--- BEGIN ---
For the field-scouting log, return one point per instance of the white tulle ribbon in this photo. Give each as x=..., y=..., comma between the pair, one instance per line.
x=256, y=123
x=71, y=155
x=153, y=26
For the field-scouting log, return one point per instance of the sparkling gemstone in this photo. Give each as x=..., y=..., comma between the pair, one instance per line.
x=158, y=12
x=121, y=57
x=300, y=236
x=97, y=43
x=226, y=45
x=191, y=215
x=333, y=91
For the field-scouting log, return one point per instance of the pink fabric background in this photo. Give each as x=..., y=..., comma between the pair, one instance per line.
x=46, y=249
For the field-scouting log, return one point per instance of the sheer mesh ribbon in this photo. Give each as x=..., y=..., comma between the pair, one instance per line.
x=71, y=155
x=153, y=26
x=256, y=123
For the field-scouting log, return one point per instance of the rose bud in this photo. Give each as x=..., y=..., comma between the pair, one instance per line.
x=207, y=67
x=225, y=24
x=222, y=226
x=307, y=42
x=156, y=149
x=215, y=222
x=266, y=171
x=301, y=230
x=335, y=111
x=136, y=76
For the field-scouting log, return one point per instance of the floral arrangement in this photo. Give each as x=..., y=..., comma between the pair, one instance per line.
--- END ---
__Required task__: Output as a JSON list of strings the lines of the items starting at the line containing "of the sheer" and ending at the line containing "x=136, y=76", one string per line with blank lines omitted.

__Exercise result__:
[
  "For the field-scouting log, return one point per instance of the sheer mesh ribbon in this photo. Give each as x=..., y=..., comma between the pair, one instance per line.",
  "x=71, y=155",
  "x=153, y=26",
  "x=256, y=123",
  "For the field-scouting log, return one point per instance of the rose bud in this photo. Give each as x=..., y=..., comma between the pair, one instance per line.",
  "x=207, y=67",
  "x=225, y=24",
  "x=222, y=226",
  "x=307, y=42",
  "x=156, y=149",
  "x=215, y=222",
  "x=266, y=171",
  "x=301, y=230",
  "x=335, y=111",
  "x=136, y=76"
]